(Text section):
▬▬▬

Well, nobody sent them a patch until two months ago, nobody added tests until a month ago, and nobody fixed the broken tests until yesterday. So the title should be more like, "Firefox adds line numbers to view-source the day after someone implemented them correctly."
This is how Free Software projects work; people that want a feature implement it. It's great that you want something and it's possible that your desires will line up with those of someone who can easily implement them ("oh yeah, great idea, i want line numbers too"), but more often than not, the people with experience on some project are more interested in some deeper problem. If you're hacking on the JS JIT, line numbers just aren't important to you; you never "view source" in the browsers and may not even run the browser all that often. It's likely that your "extracurricular hacking" will be on something like a better test harness or better Emacs integration with your development workflow.

▬▬▬

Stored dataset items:
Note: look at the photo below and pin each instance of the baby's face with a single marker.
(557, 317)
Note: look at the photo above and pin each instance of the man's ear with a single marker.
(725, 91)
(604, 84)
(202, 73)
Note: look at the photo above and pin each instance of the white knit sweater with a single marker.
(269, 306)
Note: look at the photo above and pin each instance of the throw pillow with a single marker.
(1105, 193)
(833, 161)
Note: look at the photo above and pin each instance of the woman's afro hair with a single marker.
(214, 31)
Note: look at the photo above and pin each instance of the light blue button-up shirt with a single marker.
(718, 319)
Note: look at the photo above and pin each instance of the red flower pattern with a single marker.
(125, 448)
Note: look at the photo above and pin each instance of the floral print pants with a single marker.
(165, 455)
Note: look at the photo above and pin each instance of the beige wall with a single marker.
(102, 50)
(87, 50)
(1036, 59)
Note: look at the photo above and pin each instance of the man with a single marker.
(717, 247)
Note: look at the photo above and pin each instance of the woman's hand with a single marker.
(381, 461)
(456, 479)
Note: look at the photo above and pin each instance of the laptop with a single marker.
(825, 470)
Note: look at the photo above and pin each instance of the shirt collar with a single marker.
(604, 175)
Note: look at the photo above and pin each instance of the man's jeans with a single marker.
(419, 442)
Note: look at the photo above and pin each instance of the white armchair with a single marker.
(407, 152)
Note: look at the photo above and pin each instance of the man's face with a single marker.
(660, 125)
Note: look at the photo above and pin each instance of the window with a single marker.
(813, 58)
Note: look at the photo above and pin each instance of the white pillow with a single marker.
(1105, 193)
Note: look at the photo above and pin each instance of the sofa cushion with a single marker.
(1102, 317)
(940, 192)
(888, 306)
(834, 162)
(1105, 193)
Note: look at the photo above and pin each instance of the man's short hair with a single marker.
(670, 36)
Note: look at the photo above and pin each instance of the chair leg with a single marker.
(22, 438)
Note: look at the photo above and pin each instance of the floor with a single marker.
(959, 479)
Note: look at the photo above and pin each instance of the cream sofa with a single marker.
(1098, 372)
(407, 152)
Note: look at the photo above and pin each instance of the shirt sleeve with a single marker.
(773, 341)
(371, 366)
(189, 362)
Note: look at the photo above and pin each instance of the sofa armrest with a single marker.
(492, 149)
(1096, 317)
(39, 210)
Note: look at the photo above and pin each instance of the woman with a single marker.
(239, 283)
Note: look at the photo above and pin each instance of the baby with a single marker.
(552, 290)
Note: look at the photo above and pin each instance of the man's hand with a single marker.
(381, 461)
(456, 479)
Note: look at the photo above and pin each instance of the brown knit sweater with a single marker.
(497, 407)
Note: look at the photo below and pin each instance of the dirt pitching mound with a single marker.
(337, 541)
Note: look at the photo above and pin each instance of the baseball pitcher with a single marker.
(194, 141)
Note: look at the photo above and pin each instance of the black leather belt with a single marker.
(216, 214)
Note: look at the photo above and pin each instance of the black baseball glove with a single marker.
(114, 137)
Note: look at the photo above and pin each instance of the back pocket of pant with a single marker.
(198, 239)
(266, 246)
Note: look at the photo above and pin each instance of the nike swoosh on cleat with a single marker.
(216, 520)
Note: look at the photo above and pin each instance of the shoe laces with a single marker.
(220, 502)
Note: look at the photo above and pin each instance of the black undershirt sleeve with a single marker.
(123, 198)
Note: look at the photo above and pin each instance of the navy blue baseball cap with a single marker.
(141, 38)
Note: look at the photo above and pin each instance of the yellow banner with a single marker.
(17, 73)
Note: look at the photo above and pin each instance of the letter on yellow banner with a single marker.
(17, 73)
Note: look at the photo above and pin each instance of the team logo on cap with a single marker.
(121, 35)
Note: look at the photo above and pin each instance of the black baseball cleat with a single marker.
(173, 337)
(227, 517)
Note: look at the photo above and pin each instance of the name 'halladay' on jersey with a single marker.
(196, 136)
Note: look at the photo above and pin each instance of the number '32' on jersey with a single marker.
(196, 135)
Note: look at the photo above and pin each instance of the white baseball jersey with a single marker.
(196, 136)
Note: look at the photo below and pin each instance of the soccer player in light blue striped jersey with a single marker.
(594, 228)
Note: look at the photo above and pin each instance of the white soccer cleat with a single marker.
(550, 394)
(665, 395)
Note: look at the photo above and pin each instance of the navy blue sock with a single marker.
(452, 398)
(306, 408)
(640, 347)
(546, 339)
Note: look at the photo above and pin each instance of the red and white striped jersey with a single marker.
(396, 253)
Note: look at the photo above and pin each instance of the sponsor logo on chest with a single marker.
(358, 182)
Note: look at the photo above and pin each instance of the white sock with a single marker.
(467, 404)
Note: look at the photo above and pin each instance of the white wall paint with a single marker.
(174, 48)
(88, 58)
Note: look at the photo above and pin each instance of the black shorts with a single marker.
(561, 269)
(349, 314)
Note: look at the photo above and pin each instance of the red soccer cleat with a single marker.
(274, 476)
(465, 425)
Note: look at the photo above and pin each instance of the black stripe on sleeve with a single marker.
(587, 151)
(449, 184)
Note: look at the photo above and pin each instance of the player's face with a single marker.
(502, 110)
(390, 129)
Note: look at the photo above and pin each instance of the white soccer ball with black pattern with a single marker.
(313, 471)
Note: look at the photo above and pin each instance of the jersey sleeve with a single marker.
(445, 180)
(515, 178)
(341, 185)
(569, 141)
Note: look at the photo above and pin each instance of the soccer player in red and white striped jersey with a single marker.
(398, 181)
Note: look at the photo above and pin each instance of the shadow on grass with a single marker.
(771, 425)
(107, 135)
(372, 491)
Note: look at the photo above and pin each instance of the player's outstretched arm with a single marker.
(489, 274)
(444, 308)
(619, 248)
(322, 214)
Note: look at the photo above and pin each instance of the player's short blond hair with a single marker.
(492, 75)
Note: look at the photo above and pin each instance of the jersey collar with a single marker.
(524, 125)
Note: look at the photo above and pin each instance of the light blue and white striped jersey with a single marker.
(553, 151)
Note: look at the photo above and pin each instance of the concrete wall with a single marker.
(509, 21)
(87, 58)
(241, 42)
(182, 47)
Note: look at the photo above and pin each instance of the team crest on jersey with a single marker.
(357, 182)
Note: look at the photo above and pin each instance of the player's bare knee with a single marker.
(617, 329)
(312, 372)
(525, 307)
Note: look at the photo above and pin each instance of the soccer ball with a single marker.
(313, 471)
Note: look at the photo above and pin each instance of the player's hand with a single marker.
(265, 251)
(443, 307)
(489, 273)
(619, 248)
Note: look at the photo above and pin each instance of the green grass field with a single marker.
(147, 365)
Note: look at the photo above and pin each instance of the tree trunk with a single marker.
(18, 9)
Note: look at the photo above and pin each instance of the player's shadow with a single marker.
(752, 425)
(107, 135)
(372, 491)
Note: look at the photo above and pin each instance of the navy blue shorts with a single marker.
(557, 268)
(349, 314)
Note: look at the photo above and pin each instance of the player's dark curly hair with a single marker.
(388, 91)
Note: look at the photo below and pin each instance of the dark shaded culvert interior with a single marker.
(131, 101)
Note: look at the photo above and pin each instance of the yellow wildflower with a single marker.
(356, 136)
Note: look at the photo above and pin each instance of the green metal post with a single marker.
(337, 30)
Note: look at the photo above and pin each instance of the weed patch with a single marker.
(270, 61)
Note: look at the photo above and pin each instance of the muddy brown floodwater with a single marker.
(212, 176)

▬▬▬

(Written tasks):
(a) Rewrite the paragraph of the comment about Firefox line numbers that begins "This is how Free Software projects work" as a shorter version that keeps its main facts.
(b) Repeat word for word the passage of the comment about Firefox line numbers that begins at the words "This is how" and stops after "your development workflow.".
(c) Translate this sentence from the comment about Firefox line numbers into Spanish: "This is how Free Software projects work; people that want a feature implement it."
The records have no connection to the comment about Firefox line numbers.

(Outputs):
(a) In Free Software projects, people who want a feature implement it themselves. Sometimes your wishes match those of someone who can easily build the feature, but experienced contributors are usually more interested in deeper problems. Someone working on the JS JIT doesn't care about line numbers, may never use "view source," and may rarely run the browser. Their spare-time hacking is more likely to go to a better test harness or better Emacs integration with their development workflow.

(b)
This is how Free Software projects work; people that want a feature implement it. It's great that you want something and it's possible that your desires will line up with those of someone who can easily implement them ("oh yeah, great idea, i want line numbers too"), but more often than not, the people with experience on some project are more interested in some deeper problem. If you're hacking on the JS JIT, line numbers just aren't important to you; you never "view source" in the browsers and may not even run the browser all that often. It's likely that your "extracurricular hacking" will be on something like a better test harness or better Emacs integration with your development workflow.

(c) Así es como funcionan los proyectos de software libre: las personas que quieren una funcionalidad la implementan.